> _与えられたデータ_:
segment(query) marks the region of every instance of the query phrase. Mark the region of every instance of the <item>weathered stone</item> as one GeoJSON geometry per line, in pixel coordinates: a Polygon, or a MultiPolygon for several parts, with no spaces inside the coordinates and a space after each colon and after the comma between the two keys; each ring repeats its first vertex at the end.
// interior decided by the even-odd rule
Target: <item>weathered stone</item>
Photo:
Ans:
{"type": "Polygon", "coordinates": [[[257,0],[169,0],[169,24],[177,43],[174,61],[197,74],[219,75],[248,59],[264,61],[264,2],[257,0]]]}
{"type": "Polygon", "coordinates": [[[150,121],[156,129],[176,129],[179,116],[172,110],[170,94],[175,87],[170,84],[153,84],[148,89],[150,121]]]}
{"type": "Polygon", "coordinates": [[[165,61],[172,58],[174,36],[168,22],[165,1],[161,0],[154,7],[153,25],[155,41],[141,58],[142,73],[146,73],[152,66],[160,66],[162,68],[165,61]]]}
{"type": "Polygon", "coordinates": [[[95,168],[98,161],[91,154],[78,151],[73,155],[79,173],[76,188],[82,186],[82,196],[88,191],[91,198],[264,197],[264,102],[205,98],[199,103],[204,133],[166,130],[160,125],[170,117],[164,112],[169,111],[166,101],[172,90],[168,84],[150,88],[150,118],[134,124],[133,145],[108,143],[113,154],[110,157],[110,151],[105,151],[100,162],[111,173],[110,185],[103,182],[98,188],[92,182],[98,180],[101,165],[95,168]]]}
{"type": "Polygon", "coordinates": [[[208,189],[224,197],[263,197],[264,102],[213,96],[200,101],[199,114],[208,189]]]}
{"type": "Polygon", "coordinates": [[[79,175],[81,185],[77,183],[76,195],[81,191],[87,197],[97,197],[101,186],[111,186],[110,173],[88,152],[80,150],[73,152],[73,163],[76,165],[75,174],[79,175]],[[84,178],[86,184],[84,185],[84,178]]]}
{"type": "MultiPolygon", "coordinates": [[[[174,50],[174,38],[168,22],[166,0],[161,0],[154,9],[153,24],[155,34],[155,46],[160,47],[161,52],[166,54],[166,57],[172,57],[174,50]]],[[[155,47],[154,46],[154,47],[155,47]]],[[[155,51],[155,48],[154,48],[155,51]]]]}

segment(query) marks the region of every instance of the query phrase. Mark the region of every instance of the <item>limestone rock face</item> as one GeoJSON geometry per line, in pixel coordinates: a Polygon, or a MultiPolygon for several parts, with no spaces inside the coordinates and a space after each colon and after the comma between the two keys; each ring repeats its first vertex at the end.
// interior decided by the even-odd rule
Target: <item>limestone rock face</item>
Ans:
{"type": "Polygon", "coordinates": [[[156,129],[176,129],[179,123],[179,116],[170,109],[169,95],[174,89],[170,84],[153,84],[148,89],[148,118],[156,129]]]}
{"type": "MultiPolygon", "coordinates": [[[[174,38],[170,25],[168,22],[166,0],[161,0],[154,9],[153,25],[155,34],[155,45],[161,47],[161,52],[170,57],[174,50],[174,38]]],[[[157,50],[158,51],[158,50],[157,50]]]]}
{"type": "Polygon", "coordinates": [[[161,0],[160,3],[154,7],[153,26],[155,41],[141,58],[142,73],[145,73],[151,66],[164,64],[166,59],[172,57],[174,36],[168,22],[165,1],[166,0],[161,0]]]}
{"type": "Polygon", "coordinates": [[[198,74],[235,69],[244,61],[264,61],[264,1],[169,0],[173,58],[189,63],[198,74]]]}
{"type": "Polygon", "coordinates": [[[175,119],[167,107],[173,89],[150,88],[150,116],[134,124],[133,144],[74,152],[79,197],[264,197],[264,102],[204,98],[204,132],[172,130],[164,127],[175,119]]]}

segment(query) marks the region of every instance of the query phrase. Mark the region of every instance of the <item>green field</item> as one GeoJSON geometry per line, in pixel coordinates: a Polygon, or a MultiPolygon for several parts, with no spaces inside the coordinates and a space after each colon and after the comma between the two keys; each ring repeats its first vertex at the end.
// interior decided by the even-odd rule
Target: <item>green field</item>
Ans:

> _出された課題_: 上のデータをすべて書き直し、「limestone rock face」を「granite rock face」に入れ替えてください。ほかの部分は変えないでください。

> _解答_:
segment(query) marks the region of every instance of the query phrase. Mark the region of every instance of the <item>weathered stone</item> as one GeoJSON geometry per line, in pixel coordinates: a Polygon, or a MultiPolygon for several parts, with no spaces inside the coordinates and a space after each colon and after the comma between the two keys; each ring repeats its first vertex at the end.
// interior decided by the even-odd rule
Target: <item>weathered stone</item>
Photo:
Ans:
{"type": "Polygon", "coordinates": [[[257,0],[169,0],[169,24],[177,43],[174,61],[197,74],[219,75],[248,59],[264,61],[264,2],[257,0]]]}
{"type": "Polygon", "coordinates": [[[150,121],[156,129],[176,129],[179,116],[172,110],[170,94],[175,87],[170,84],[153,84],[148,89],[150,121]]]}
{"type": "Polygon", "coordinates": [[[165,61],[172,58],[174,36],[168,22],[165,1],[161,0],[154,7],[153,25],[155,41],[141,58],[142,73],[146,73],[152,66],[160,66],[162,68],[165,61]]]}
{"type": "Polygon", "coordinates": [[[95,168],[98,161],[91,154],[78,151],[73,155],[79,173],[76,188],[82,186],[82,196],[88,191],[91,198],[264,197],[264,102],[205,98],[199,103],[204,133],[166,130],[160,125],[170,117],[164,112],[169,111],[166,101],[172,90],[168,84],[150,88],[150,118],[134,124],[133,145],[108,143],[113,154],[110,157],[110,151],[105,151],[100,162],[111,173],[110,185],[103,182],[98,188],[92,182],[98,180],[101,165],[95,168]]]}
{"type": "Polygon", "coordinates": [[[208,189],[224,197],[263,197],[264,102],[213,96],[200,101],[199,114],[208,189]]]}
{"type": "Polygon", "coordinates": [[[79,175],[81,185],[77,183],[76,195],[81,191],[87,197],[97,197],[101,186],[111,186],[110,173],[88,152],[80,150],[73,152],[73,163],[76,165],[75,174],[79,175]],[[84,178],[86,184],[84,185],[84,178]]]}
{"type": "MultiPolygon", "coordinates": [[[[174,50],[174,38],[168,22],[166,0],[161,0],[154,9],[153,24],[155,34],[155,46],[160,47],[161,52],[166,54],[166,57],[172,57],[174,50]]],[[[155,47],[154,46],[154,47],[155,47]]],[[[155,51],[155,48],[154,48],[155,51]]]]}

segment(query) marks the region of every instance of the query phrase. Mark the region of every instance of the <item>granite rock face</item> as one GeoJSON geometry per line, in pixel coordinates: a Polygon, or a MultiPolygon for several parts, with no spaces inside the coordinates and a space after each colon and after the comma between the two keys; each ring repeats its first vertex at the end.
// interior decided by the even-odd rule
Target: <item>granite rock face</item>
Ans:
{"type": "Polygon", "coordinates": [[[156,129],[176,129],[179,123],[179,116],[170,109],[169,95],[174,89],[170,84],[153,84],[148,89],[148,118],[156,129]]]}
{"type": "MultiPolygon", "coordinates": [[[[174,38],[170,25],[168,22],[166,0],[161,0],[154,9],[153,25],[155,34],[155,45],[161,47],[161,52],[170,57],[174,50],[174,38]]],[[[157,50],[158,51],[158,50],[157,50]]]]}
{"type": "Polygon", "coordinates": [[[161,0],[160,3],[154,7],[153,26],[155,41],[141,58],[142,73],[145,73],[151,66],[164,64],[166,59],[172,57],[174,36],[168,22],[165,1],[166,0],[161,0]]]}
{"type": "Polygon", "coordinates": [[[198,74],[235,69],[244,61],[264,61],[264,1],[169,0],[173,58],[189,63],[198,74]]]}
{"type": "Polygon", "coordinates": [[[175,119],[167,107],[173,89],[150,88],[150,116],[134,124],[133,144],[74,152],[79,197],[264,197],[264,102],[204,98],[204,132],[172,130],[164,127],[175,119]]]}

segment(query) marks the region of every instance of the query phrase. Mark the region of every instance of the <item>green field</item> as one GeoJSON geometry per line, in pixel coordinates: a Polygon, or a MultiPolygon for several parts, with no spaces inside the coordinates and a space after each colon and after the comma between the two keys; each ring repeats its first vertex at the end.
// interior decided by the even-odd rule
Target: <item>green field</item>
Ans:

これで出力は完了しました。